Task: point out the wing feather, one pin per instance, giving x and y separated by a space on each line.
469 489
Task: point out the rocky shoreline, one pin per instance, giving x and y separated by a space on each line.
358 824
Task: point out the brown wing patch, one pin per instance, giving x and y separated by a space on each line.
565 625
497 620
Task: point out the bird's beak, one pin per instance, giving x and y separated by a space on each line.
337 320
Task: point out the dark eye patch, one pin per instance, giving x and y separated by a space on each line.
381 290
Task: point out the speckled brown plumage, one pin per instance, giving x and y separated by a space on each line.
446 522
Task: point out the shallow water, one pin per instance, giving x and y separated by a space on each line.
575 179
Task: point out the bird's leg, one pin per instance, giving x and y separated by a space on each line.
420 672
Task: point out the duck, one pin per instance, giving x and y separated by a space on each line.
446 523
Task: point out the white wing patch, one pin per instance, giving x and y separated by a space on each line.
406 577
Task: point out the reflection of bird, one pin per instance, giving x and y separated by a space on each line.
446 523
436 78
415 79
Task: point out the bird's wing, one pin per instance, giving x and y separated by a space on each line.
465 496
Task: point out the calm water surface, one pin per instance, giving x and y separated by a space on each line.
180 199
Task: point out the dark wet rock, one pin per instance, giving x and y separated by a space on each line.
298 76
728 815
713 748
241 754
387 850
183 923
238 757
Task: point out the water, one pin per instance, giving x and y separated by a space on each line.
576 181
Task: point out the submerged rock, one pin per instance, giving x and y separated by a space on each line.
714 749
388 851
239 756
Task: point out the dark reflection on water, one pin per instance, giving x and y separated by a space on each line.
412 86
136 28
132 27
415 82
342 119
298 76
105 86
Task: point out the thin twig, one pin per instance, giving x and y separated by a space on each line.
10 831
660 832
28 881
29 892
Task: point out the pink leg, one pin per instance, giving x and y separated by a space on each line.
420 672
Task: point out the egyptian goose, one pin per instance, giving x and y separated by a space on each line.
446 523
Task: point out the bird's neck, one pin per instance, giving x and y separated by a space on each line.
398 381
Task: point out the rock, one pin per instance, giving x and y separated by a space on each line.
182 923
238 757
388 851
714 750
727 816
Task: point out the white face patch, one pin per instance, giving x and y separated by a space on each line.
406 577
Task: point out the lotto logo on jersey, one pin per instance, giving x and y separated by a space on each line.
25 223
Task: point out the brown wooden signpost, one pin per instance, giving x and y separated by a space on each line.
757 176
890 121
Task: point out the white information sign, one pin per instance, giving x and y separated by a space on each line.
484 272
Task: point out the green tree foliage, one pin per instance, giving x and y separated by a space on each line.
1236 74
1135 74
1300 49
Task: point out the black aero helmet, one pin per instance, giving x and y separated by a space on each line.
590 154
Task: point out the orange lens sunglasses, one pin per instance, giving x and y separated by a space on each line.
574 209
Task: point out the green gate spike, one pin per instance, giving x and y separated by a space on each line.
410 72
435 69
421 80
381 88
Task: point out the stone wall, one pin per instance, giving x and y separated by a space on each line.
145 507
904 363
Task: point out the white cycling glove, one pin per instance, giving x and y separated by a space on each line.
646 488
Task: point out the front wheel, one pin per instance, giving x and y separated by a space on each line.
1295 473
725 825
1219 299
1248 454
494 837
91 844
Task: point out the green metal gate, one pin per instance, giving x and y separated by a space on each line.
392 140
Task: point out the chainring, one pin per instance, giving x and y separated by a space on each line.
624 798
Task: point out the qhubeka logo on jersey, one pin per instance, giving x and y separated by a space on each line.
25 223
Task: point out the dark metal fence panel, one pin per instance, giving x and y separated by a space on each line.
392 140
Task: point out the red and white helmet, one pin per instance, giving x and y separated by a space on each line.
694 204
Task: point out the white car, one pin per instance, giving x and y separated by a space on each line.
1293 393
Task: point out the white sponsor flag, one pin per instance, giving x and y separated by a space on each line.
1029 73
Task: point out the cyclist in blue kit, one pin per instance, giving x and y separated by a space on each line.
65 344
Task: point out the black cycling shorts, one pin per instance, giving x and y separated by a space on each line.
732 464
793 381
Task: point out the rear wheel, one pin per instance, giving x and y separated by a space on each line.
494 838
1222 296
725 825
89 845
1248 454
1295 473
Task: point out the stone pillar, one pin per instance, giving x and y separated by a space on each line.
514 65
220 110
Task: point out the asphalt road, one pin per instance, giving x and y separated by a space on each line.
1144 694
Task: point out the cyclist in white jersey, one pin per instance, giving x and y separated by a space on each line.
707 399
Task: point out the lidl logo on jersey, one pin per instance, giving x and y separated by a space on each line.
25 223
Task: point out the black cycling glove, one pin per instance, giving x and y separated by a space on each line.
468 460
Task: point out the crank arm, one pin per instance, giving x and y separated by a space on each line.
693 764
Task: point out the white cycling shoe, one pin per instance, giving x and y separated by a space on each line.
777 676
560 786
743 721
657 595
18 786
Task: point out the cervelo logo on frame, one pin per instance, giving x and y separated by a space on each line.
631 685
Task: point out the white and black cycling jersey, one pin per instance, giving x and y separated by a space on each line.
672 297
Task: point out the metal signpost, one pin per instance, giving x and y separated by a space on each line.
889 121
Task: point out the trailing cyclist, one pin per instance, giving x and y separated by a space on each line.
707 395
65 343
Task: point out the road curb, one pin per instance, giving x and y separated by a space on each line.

·····

• **Exercise task**
Transcribe every line above verbatim, from the first to the last.

• **Answer to the exercise**
Task: point out the wing feather, one pin per instance, giving x and y separated by a space on each line.
469 489
Task: point out the rocky shoreline, one pin per instance, giving x and y separated by a space on each line.
358 824
Task: point out the brown wing patch, one pin per instance, giving x and y separated by a space on each line.
565 625
497 620
Task: point out the bird's beak, one pin per instance, giving x and y separated by a space on each line.
337 320
Task: point out the dark eye patch, one pin per instance, giving x and y separated by a space on each line.
381 290
Task: point out the speckled brown plumage, one pin per instance, giving x and y separated by a space on each line.
446 522
Task: point out the shallow water, one pin per instance, giving x and y separated by a space on each line.
575 179
Task: point out the bird's leg, one pin per instance, giving x and y separated by a space on each line.
420 672
Task: point out the duck, one pin per instance, giving x and y separated by a space on each line.
446 523
Task: point out the white wing patch, one pin per instance, giving x and y separated by a space on each line.
406 577
Task: point out the reflection of bird, one pin per instance, giving x and y separated by a space on each line.
446 523
436 78
415 79
Task: point out the bird's wing, one pin per instance, giving x and y separated by a space on each line.
465 496
Task: point out the calm water surface, one pin per instance, giving x and y separated by a space on each line.
180 199
Task: point out the dark wet rock, one pin per instance, giving x and y separated by a space on each line.
298 76
728 815
713 748
241 754
387 850
183 923
238 757
Task: point out the water, one pin per instance, giving x and y separated by a space on each line.
576 181
Task: point out the submerged rock, one pin per instance, giving x and y separated by a space on each line.
714 749
388 851
239 756
Task: point out the dark reflection on water, one pin per instance, giving x and y separated by a space on each line.
412 86
136 28
132 27
415 82
342 119
298 76
105 86
Task: point out the thin twig, one pin per instance, giving x and y separated by a space on each line.
10 831
660 832
28 881
29 892
Task: point out the pink leg, one pin per instance, giving x and y separated by a space on each line.
420 672
Task: point out the egyptian goose, one pin per instance, giving x and y separated by a space on each line.
446 523
Task: point out the bird's neck, one pin per instance, giving x and y separated by a space on each line.
398 381
Task: point out the rock, one pin per instance, giving x and y separated by a space on each line.
182 923
238 757
388 851
714 750
727 816
Task: point out the white face patch, one pin per instance, giving x and y separated by a space on each line.
406 577
Task: point out the lotto logo on jersey, one pin per instance, giving x and y separated by a space on each line.
25 223
Task: point out the brown wooden signpost, one pin per instance, giving x and y separated by a space on each line.
757 176
890 121
Task: point out the white information sign, one pin per instance, giving x and y separated by a space on each line.
484 272
Task: point out the green tree foliage, one pin per instance, giving x and y separated by a space on each line.
1236 74
1135 74
1300 49
Task: point out the black aero helmet, one pin per instance, giving x and y separated by a space on each line.
590 154
Task: point out the orange lens sunglasses, one pin per instance, giving x and y separated by a space on each line.
574 209
Task: point out the green gate spike, one pin per instance, giving x and y separated by a space on each line.
410 72
435 69
421 80
381 88
Task: point out the stone wall, one pin per instance, giving x and y separated by a space on each line.
145 507
904 363
Task: point out the white cycling glove, one pin per instance, giving x and y separated by a space on each line.
646 488
Task: point out the front wheel, one pin per instance, giving x and y separated by a space on each line.
1295 473
725 825
1219 299
1248 454
494 837
91 844
Task: point out the green metal gate, one pin per instance, giving x and y separated by a space on each line.
392 140
Task: point out the chainring, one pin per instance, giving x and y separated by a space on each line.
624 798
Task: point out the qhubeka logo on jersey, one pin per instance, giving x and y separated by a space on each line.
25 223
Task: point out the dark metal fence panel, one pin per instance, giving x and y separated by a space on each line.
392 140
Task: point out the red and white helmet, one pin per instance, giving x and y separated by a space on each line.
694 204
Task: point out the white car, one pin per instance, giving x and y separated by a space on each line.
1293 393
Task: point out the white sponsor flag, one pin per instance, giving x and y separated by a space on each line.
1029 73
Task: point out the cyclist in blue kit, one pin per instance, giving x and y separated by a space on each line.
65 344
Task: point out the black cycling shorts, one pin per instance, giving x and y separated by a space on each line.
732 464
793 381
Task: point out the rear wheel, one pin per instance, giving x and y separated by a space on each line.
494 838
1222 296
725 825
89 845
1248 454
1295 473
Task: point out the stone pillar, one pin per instance, giving x and y separated by a space on each line.
514 65
220 110
Task: point out the asphalt road, one pin per instance, giving x and y separated by a space on each line.
1144 694
Task: point out the cyclist in white jersey, one pin per instance, giving x and y separated by a space on each line.
707 399
Task: point out the lidl logo on jersey, one pin per instance, giving x and y separated by a space on each line.
25 223
Task: point out the black cycling glove, one pin per instance, giving x and y separated by a space on each line.
468 460
Task: point out the crank arm, one pin per instance, giving x and y separated by a space on each line.
693 764
Task: point out the white cycling shoe, one pin per instance, giving x and y separated by a space on each line.
777 676
560 786
743 721
657 595
18 786
Task: point out the cervelo logo on frame, one pin per instance, giving x and y separated by a space on each line.
631 685
Task: point out the white and black cycling jersey, one pin per instance, giving x and y separated by a space on each line.
672 297
Task: point out the metal signpost, one pin per instance, giving x and y separated by a space on each line.
889 121
Task: point out the trailing cyclist, one pin per instance, giving x and y separated by a space on each line.
707 395
65 343
Task: point out the road curb, one pin per instance, giving x and y separated by a space on each line.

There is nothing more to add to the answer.